Set exercise: Using the entries below, output exactly the line containing "the monkey's eye" and all lines that follow it to the end.

Location identification entries:
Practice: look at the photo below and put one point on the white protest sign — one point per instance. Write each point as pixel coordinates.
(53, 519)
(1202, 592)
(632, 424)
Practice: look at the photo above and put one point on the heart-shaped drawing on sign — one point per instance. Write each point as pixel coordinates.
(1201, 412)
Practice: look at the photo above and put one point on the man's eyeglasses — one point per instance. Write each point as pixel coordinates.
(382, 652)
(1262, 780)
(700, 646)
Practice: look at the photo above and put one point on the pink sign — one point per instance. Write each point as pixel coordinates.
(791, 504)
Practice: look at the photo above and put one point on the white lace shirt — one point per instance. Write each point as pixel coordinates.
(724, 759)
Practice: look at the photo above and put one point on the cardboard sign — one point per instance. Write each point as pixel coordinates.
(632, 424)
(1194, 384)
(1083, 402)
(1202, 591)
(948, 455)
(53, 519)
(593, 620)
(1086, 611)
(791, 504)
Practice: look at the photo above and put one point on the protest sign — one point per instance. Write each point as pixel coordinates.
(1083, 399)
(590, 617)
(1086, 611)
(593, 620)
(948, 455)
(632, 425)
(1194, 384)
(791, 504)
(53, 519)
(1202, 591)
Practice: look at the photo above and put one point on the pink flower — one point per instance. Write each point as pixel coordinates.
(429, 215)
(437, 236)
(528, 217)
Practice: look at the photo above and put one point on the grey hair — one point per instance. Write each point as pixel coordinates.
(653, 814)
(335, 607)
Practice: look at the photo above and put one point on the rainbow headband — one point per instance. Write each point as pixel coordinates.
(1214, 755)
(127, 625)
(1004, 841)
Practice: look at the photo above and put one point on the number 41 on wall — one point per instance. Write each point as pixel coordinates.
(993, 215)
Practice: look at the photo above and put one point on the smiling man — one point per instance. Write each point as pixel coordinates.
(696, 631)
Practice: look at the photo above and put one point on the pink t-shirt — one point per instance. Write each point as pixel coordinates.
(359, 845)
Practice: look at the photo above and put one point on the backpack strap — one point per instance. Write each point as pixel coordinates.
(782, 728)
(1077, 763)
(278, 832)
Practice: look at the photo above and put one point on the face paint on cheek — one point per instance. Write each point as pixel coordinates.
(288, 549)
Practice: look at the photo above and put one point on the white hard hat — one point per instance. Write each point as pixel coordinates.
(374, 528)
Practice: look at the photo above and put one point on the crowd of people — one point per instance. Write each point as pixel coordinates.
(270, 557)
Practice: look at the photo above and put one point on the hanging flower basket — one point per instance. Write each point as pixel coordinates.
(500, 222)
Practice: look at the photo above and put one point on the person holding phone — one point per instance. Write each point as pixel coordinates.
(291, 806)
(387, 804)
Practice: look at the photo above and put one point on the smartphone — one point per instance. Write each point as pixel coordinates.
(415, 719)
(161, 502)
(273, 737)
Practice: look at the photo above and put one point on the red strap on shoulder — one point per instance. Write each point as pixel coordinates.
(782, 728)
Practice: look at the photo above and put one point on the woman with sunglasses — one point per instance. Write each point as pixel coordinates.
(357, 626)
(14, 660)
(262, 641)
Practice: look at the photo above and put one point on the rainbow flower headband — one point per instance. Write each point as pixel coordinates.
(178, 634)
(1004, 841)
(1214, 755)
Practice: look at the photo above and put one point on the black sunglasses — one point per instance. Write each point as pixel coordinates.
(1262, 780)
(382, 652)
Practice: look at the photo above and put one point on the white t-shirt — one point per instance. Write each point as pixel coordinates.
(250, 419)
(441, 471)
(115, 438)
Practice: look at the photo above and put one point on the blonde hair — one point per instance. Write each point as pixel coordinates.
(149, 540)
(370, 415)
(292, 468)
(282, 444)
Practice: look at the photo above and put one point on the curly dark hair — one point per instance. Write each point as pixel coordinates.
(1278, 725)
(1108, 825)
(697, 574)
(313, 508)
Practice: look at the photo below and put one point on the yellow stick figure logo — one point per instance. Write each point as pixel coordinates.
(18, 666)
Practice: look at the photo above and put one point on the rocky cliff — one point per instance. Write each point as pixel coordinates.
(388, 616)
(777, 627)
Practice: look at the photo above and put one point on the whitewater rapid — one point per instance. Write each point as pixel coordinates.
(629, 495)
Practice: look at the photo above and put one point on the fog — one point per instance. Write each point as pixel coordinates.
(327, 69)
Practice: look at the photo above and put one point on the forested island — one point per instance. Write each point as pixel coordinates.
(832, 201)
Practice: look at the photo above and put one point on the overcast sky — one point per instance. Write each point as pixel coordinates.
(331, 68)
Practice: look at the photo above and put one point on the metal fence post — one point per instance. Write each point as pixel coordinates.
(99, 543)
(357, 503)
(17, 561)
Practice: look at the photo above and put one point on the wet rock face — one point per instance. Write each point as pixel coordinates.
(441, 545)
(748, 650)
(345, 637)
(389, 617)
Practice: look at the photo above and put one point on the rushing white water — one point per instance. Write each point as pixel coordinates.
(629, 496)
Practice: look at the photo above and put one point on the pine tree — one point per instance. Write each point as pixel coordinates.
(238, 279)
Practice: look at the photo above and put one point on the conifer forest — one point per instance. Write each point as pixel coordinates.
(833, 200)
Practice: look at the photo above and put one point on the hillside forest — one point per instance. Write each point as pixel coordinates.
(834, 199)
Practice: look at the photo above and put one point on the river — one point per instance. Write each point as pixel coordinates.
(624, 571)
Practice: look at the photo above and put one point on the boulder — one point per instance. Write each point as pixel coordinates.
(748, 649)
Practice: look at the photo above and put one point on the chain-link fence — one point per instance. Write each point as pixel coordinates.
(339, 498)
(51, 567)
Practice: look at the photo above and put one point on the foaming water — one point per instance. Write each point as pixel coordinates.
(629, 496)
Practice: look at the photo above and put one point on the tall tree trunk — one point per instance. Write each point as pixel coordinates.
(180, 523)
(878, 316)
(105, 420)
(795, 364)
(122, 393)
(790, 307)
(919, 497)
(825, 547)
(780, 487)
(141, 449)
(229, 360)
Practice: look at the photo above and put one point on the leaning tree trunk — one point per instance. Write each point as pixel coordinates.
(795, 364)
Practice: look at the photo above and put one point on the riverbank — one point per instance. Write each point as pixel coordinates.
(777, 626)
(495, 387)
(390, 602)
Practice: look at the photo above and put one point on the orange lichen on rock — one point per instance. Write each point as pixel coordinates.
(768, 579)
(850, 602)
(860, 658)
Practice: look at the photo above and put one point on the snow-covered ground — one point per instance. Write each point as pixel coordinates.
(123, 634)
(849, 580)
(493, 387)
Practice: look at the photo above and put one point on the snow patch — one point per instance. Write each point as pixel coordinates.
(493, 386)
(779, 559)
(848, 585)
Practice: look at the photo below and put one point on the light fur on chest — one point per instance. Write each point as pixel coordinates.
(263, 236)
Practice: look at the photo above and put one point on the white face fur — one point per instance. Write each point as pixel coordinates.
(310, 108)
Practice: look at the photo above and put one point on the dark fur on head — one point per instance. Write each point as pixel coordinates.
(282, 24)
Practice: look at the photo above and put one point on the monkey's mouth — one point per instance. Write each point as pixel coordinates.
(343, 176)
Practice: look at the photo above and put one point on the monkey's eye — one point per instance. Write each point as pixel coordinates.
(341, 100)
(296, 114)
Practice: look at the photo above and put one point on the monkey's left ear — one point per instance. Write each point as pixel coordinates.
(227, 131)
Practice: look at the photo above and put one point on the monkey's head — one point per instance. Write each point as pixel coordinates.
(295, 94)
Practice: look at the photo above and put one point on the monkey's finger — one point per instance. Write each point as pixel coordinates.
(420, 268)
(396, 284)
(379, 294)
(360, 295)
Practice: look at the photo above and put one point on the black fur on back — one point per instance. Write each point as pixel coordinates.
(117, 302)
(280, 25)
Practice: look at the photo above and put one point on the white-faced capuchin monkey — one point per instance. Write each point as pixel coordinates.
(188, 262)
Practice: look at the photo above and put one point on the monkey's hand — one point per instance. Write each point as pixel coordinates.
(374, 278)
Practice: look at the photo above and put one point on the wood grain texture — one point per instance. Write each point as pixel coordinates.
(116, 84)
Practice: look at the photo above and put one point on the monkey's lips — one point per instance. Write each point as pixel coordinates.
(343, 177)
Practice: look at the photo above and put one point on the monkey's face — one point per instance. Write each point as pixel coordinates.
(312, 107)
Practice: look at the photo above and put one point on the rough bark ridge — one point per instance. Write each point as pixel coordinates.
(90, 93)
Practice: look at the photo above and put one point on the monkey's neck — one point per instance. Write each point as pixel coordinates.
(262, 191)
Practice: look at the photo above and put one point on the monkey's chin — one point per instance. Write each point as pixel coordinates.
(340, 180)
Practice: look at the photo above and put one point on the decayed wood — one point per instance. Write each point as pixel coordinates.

Answer to the exercise:
Practice: look at the photo above and put one point on the monkey's eye — one point per instance. Write each point as pixel coordinates.
(341, 100)
(296, 114)
Practice: look at the photo above and put one point on the monkey's left ear — one point per instance. Write each point as pixel coordinates.
(227, 131)
Practice: look at the photo above and put one point on the monkey's head — one point per instance. Write each point as pixel coordinates.
(295, 94)
Practice: look at the photo above and put one point on the monkey's finger — one point per instance. Write each point as pixel coordinates.
(420, 268)
(396, 284)
(379, 294)
(360, 295)
Practice: look at the photo above and put one point on the black fur on back — one point per instance. Write each point as pixel coordinates.
(117, 302)
(280, 25)
Practice: look at the photo above and put one point on the white-faced capuchin monkey — one point per instance. Write each point as pixel coordinates.
(188, 262)
Practice: look at the photo above and put one point on the monkey's hand — one point per instance. Write each point as pixel coordinates.
(374, 278)
Practice: look at the photo above and put one point on the wood grain texture — one point per instance. Write each point as pixel coordinates.
(116, 84)
Practice: look at the photo above and put one point on the monkey's lips — one point per instance. Write each point as pixel coordinates.
(343, 177)
Practice: look at the photo above and put one point on the monkey's face — one point per instance. Write each point as pixel coordinates.
(312, 107)
Practice: look at the photo above and put one point on the rough bark ridge — one point per instance. Write each point as pixel coordinates.
(90, 93)
Practice: look at the photo above and put one point on the monkey's neck — one point per instance. Write each point as pixel coordinates.
(262, 191)
Practice: look at the photo above and put one point on the monkey's chin — one point per instance. Write each point as pixel coordinates.
(340, 180)
Practice: look at the photo above and put one point on the decayed wood — one point per instance. Write each point as pixel coordinates.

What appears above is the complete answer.